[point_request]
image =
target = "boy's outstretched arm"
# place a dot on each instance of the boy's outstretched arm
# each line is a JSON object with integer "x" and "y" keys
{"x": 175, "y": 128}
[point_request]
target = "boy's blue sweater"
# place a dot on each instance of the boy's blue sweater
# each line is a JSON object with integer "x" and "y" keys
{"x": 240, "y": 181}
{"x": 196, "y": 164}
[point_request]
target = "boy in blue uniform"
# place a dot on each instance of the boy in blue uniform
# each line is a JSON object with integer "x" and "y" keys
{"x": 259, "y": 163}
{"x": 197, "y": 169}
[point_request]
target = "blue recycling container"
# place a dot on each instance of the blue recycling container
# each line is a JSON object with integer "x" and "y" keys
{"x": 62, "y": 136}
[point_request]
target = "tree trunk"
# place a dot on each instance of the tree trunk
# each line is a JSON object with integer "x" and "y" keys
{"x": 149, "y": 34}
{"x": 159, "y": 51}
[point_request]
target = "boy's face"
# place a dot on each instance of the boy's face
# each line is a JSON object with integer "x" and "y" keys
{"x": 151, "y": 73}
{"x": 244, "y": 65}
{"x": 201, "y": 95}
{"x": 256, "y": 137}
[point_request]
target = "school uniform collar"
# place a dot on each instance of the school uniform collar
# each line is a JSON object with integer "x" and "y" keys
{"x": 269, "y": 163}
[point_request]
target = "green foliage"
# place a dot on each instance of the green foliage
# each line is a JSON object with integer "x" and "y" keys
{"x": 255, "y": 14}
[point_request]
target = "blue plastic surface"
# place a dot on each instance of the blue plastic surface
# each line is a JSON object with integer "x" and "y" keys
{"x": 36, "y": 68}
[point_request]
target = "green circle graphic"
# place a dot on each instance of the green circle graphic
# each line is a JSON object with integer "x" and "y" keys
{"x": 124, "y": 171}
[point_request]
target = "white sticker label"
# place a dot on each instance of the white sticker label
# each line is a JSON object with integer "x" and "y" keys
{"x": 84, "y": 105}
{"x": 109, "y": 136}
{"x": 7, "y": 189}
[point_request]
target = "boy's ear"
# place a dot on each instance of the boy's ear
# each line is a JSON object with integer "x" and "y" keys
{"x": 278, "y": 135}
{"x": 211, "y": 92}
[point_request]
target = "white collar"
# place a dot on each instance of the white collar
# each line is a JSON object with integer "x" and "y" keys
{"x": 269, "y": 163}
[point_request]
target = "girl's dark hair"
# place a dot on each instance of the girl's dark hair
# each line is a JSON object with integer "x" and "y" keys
---
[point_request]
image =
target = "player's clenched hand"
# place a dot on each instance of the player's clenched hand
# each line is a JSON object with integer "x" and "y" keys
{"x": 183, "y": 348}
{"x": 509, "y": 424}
---
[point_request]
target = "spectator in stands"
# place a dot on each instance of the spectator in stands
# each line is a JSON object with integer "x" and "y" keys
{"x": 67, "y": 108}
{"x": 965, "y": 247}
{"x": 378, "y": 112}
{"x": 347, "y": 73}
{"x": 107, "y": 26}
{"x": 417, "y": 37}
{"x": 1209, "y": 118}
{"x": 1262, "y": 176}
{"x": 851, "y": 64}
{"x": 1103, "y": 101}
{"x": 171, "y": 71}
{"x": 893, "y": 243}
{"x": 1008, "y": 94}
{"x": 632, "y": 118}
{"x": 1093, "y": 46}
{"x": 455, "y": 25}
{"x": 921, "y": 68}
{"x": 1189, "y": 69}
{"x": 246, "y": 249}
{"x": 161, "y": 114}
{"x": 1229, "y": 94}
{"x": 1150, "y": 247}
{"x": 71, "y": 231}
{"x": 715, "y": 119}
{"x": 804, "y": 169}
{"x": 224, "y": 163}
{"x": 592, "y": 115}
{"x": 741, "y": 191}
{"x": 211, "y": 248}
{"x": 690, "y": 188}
---
EXERCISE PROMPT:
Each line in the listing either holds the word "blue" or does not. Report how many do, as a bare number.

SOLUTION TO THE EXERCISE:
8